INPUT RECORDS »
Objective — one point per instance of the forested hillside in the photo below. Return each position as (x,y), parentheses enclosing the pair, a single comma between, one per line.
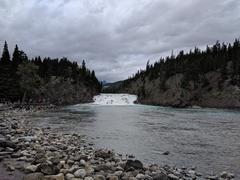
(206,78)
(44,80)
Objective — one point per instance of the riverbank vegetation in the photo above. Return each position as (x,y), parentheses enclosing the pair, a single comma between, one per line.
(45,80)
(209,77)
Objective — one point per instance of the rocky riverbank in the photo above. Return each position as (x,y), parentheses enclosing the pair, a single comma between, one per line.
(30,153)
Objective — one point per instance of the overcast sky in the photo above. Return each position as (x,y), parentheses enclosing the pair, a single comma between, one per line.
(116,37)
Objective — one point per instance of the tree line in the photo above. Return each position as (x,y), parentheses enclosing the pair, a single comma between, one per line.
(24,79)
(194,65)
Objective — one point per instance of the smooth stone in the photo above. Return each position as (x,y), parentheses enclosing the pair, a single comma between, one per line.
(49,169)
(82,162)
(102,167)
(99,177)
(140,176)
(112,177)
(69,176)
(172,177)
(88,178)
(81,173)
(103,154)
(224,174)
(10,168)
(136,164)
(4,143)
(34,176)
(31,169)
(160,176)
(55,177)
(166,153)
(89,169)
(118,173)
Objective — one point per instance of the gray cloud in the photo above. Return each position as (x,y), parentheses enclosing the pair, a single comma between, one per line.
(116,38)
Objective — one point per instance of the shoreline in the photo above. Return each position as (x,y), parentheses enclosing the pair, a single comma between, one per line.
(38,152)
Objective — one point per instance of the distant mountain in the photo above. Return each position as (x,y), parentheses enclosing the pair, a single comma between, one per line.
(209,78)
(112,87)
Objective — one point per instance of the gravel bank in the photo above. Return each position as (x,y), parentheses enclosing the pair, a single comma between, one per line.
(30,153)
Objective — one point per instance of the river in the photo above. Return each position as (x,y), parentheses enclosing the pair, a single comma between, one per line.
(208,139)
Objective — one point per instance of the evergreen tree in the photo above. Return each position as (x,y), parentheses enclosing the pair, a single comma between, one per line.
(5,55)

TASK OBJECTIVE »
Above are the records; repeat them exactly, omitting every picture.

ANSWER FOR THE TASK »
Objective — one point per instance of the forested hillside in the photo below. Return each position as (x,y), parentheses enclosing the pair, a single comma between, one per line.
(206,78)
(44,80)
Objective — one point per instance of the riverbank vegetation in the photo above. Return each position as (x,y), parentheses enclosing the pair, a single comma between, one per line.
(45,80)
(209,77)
Objective — one point per instance of the rocky riverbank in the photo above. Return each position as (x,y), parentheses enclosing the pair, a single comma between, one per line.
(30,153)
Objective — one point per instance of the overcast sky in the photo above. Return each position as (x,y), parentheses enclosing the pair, a single comma between, one per line.
(116,37)
Objective — one point per instance of the tree line in the photo above. Return each position as (x,y), parentheses enclosing the pair, a single comma between, one per line.
(24,79)
(194,65)
Objective — one point per instance of the smooth stone in the photo above. Return each position as (x,y), parentheses enclosing the pair, a single comma between, one per line.
(49,169)
(82,162)
(102,167)
(99,177)
(140,176)
(112,177)
(69,176)
(172,177)
(88,178)
(81,173)
(103,154)
(224,174)
(10,168)
(136,164)
(4,143)
(34,176)
(31,169)
(160,176)
(55,177)
(166,153)
(89,169)
(118,173)
Objective — one point per instance of the gray cloud in the photo above. Return each position as (x,y), parentheses enclosing the pair, a single comma between, one per line.
(116,38)
Objective — one point per instance of the shoreline in the photo above. Return each position as (x,y), parentheses enclosing the pair, a single comma between, one per line.
(38,152)
Objective — one point per instance of the distant mountain in the photo above. Return each position as (x,y), parentheses enclosing the pair, a single comma between, one per line.
(209,78)
(112,87)
Objective — one point per instance of the gravel bank in the photo above. Return each position as (x,y), parentheses enclosing the pair, a single comma between, one per line.
(30,153)
Objective — one point per instance of the river in the photo above. Return each position as (x,y), parentheses enclosing the pair, a single comma between, one per line.
(208,139)
Objective — one point per instance of the evergreen tree in the photo above. Return each position as (x,y), parentheses enclosing the pair, a single comma between, one per line.
(5,55)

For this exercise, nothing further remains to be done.